Copy the listing word for word, starting with the line that contains "One point lands on each instance of the metal railing;" and continuing through the end of the listing.

########################################

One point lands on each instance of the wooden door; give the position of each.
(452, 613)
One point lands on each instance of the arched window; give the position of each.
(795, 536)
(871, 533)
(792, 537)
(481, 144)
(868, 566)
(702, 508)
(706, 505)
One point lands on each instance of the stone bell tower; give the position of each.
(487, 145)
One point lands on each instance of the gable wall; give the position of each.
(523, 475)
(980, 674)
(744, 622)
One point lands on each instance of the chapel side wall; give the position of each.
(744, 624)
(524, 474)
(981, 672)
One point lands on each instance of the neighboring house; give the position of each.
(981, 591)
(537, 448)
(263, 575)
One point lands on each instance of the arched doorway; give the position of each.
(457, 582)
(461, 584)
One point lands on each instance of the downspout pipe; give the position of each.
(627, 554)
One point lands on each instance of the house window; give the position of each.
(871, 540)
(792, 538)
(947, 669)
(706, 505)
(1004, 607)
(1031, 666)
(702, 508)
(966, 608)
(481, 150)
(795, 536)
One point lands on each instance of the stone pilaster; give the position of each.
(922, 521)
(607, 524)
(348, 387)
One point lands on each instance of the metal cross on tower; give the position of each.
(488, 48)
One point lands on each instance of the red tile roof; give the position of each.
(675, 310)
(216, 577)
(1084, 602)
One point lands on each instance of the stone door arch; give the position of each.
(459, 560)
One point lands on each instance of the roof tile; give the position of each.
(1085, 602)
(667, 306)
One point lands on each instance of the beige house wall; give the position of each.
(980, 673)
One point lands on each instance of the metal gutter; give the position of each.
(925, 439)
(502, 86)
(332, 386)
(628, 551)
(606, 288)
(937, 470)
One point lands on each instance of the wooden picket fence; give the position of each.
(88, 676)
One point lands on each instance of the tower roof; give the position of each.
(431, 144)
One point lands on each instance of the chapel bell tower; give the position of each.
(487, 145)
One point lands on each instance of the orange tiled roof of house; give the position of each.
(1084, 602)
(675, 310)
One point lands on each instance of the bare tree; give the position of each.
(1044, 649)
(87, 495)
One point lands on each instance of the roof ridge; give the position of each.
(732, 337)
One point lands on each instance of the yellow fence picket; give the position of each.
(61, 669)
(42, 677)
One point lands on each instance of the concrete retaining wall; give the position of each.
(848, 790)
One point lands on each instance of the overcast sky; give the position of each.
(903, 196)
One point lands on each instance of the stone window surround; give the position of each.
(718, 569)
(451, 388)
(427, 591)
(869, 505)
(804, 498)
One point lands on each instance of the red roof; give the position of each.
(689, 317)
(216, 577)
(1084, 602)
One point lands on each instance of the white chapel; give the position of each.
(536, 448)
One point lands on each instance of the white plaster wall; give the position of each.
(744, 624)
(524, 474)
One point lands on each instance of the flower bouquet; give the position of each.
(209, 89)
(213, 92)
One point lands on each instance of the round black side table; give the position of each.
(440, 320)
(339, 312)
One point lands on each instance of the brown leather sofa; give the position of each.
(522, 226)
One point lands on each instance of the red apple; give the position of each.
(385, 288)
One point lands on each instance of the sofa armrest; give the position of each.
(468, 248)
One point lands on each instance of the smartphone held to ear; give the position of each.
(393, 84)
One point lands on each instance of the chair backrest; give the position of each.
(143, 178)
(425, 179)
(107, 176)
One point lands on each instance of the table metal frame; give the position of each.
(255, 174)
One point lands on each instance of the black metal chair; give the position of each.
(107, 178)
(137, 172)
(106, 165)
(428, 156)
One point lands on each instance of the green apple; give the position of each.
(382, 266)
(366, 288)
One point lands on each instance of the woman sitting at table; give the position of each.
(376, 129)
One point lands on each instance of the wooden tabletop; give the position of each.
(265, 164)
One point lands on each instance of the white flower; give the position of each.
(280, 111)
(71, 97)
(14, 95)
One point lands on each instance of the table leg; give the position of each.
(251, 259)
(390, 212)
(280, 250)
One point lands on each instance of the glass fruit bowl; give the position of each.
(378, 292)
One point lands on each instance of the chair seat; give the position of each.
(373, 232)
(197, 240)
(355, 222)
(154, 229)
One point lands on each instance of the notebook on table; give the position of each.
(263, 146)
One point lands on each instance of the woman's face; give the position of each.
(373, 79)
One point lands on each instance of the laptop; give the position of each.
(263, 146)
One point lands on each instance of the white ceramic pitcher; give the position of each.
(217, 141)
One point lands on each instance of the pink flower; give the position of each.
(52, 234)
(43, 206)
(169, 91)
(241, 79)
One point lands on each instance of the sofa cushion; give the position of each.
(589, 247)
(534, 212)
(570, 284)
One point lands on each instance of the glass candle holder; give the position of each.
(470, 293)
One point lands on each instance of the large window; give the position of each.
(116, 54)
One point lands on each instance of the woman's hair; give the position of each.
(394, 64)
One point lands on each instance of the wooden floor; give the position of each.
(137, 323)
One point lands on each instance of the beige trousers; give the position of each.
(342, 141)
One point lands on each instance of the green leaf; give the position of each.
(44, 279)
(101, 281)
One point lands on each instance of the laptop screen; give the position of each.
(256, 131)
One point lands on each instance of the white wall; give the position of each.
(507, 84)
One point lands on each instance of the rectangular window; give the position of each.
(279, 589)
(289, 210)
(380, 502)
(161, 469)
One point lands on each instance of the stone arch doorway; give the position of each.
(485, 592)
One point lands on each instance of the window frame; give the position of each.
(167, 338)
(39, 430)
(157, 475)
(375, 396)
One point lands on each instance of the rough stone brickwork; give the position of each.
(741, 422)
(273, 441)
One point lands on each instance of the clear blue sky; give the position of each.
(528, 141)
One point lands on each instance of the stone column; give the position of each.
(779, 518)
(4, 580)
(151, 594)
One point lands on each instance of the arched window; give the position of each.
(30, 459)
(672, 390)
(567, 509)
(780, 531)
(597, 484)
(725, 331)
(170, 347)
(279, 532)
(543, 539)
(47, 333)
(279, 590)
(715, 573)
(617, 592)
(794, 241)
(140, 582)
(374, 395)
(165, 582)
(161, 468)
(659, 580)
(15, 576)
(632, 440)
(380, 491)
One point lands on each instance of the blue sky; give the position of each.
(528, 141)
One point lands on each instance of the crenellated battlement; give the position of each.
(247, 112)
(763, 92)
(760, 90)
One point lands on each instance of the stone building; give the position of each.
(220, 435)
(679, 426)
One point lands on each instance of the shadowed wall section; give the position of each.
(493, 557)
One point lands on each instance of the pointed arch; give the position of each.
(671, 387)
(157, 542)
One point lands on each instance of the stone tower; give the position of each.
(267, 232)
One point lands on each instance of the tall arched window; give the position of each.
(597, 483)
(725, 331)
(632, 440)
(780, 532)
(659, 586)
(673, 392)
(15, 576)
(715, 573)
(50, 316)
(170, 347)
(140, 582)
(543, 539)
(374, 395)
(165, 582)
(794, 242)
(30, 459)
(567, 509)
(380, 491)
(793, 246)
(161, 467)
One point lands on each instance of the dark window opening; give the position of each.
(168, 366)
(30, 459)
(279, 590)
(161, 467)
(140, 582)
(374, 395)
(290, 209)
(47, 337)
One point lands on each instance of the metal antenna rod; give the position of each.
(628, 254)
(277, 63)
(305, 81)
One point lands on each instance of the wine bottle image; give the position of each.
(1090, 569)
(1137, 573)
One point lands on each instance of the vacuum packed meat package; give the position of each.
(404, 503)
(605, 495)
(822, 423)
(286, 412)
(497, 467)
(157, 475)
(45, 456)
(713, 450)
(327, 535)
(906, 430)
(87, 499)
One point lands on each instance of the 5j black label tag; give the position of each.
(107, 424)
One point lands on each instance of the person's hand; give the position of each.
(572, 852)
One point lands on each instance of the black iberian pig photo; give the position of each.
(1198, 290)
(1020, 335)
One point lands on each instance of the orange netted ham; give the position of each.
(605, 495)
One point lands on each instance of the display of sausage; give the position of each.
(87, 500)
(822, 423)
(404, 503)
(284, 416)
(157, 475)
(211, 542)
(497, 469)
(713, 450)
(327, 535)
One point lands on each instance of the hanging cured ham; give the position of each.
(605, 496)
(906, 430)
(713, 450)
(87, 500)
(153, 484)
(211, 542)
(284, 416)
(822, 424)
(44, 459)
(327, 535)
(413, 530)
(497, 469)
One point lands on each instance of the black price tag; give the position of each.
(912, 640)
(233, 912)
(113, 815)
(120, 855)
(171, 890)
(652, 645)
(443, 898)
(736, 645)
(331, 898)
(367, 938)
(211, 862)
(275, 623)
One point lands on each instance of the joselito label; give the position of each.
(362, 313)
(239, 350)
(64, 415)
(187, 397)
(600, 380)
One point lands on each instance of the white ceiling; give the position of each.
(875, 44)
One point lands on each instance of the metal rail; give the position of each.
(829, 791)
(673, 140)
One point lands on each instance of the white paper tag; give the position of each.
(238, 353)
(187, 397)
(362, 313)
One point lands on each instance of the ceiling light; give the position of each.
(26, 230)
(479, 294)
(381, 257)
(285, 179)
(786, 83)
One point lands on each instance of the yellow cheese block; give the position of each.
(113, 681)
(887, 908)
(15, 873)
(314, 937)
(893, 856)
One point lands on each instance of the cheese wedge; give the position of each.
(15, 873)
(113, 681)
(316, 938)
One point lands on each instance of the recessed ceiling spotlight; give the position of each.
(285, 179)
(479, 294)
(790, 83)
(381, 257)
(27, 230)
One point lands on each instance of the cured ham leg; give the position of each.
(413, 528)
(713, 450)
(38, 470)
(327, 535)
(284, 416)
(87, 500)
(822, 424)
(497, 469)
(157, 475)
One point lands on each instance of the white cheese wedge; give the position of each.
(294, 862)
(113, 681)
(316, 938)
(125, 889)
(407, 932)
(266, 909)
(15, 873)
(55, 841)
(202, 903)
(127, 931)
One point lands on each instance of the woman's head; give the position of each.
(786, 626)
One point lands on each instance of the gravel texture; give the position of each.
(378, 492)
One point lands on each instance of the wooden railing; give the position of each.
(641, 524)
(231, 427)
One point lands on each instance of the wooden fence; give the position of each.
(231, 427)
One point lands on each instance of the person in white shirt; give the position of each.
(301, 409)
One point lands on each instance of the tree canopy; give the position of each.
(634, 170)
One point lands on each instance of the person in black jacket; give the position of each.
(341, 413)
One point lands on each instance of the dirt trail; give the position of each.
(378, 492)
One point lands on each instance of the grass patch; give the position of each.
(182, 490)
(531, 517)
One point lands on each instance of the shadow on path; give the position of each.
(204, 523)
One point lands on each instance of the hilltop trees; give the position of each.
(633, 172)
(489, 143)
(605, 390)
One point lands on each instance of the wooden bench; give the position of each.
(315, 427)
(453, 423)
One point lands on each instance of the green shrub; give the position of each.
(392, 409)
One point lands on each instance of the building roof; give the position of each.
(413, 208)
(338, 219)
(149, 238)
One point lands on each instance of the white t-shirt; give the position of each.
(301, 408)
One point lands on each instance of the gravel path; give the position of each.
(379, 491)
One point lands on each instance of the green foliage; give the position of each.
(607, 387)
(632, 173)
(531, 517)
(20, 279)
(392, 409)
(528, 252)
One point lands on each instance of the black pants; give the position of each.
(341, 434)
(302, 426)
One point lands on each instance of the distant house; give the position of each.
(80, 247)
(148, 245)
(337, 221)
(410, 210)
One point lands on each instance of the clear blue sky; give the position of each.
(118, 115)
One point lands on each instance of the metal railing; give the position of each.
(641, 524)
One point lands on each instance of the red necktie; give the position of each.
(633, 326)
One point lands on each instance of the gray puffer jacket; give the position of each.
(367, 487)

########################################

* Solution to the problem:
One point lands on each instance of the metal railing; give the position of each.
(641, 524)
One point lands on each instance of the red necktie; give the position of each.
(633, 326)
One point lands on each instance of the gray puffer jacket; give the position of each.
(367, 487)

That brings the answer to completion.